Quoted passage:
------------------------------------------------
# Anyone recommend a Real estate broker?



## gwpaterson (May 22, 2010)

Hi all

I have just secured a move to Dubai, allowance all sorted but need a real estate broker to liaise with, I will have a month in temp accommodation when I arrive in the next cpl of weeks and know roughly where I want to live but just need someone to run around for me who knows what they are doing....


----------



## rsinner (Feb 3, 2009)

gwpaterson said:


> just need someone to run around for me *who knows what they are doing*....


good luck with that ound:


----------



## gwpaterson (May 22, 2010)

rsinner said:


> good luck with that ound:


I would rather receive serious constructive comments rather than worthless useless ones if you don't mind, I have better things to do with my time than log in to read your stupid reply.


----------



## Casper77 (Apr 24, 2014)

First tip: it all depends on the area you want to live in and price range because prices went up crazy high 30-40% since November, some agents work based on areas and some are general, but if you consider reading the above comment is a waste of time then you are up for a surpirse my friend, you will need to spare a lot of wasted time, I've been here in Dubai for 5 weeks and I spent 4 of them looking for apartments and finally decided on one.
So I can help you with areas and some tips if you like.


----------



## gwpaterson (May 22, 2010)

Tx and pretty flexible but my office will be in silicon oasis so international city, impz look fine buts gourd this affect who is a reliable estate broker, I know the areas I just don't have a contact in real estate...your thoughts on the above areas would be welcome of course and thanks


----------



## Stevesolar (Dec 21, 2012)

gwpaterson said:


> Tx and pretty flexible but my office will be in silicon oasis so international city, impz look fine buts gourd this affect who is a reliable estate broker, I know the areas I just don't have a contact in real estate...your thoughts on the above areas would be welcome of course and thanks


Hi,
You really need to get here and have a proper look around - before choosing an area to live.
Example - International city - looks very good, on paper - but you would be in for a surprise once you get here and have a look around/speak to people about living there.
It will be very difficult to get a real estate broker who will answer the phone - let alone "run around" for you. In this market and economic climate it just isn't going to happen.
The first reply you got may be a bit blunt - but it is a perfectly accurate and correct 
sum up of the real estate market in Dubai!

Best of Luck
Steve


----------



## Mr Rossi (May 16, 2009)

gwpaterson said:


> I would rather receive serious constructive comments rather than worthless useless ones if you don't mind, I have better things to do with my time than log in to read your stupid reply.
------------------------------------------------
Region annotation records
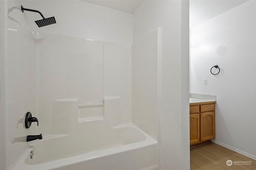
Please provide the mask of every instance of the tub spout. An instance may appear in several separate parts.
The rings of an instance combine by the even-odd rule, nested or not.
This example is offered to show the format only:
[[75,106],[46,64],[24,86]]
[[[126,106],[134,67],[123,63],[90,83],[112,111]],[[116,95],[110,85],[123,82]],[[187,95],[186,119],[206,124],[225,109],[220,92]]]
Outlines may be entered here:
[[41,140],[42,139],[43,139],[43,137],[42,136],[42,134],[38,135],[28,135],[27,136],[27,142],[36,139]]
------------------------------------------------
Exercise instructions:
1 - Reproduce the Dubai broker thread beginning at the words "First tip: it" and stopping after "if you like.", renaming "apartments" to "flats".
2 - Answer these questions from the Dubai broker thread:
(a) How long will gwpaterson stay in temporary accommodation after arriving?
(b) How many weeks has Casper77 been in Dubai, and how many of them went to looking for apartments?
(c) In which area will gwpaterson's office be?
3 - According to the Dubai broker thread, why does Stevesolar say gwpaterson should arrive and look around properly before choosing an area?
These records have no connection to the text.

Task-by-task outputs:
1 -
First tip: it all depends on the area you want to live in and price range because prices went up crazy high 30-40% since November, some agents work based on areas and some are general, but if you consider reading the above comment is a waste of time then you are up for a surpirse my friend, you will need to spare a lot of wasted time, I've been here in Dubai for 5 weeks and I spent 4 of them looking for flats and finally decided on one.
So I can help you with areas and some tips if you like.

2 -
(a) A month.
(b) Five weeks, four of them spent looking for apartments.
(c) Silicon Oasis.

3 - Stevesolar says an area like International City looks very good on paper. Someone who gets there, looks around and speaks to people about living there would be in for a surprise.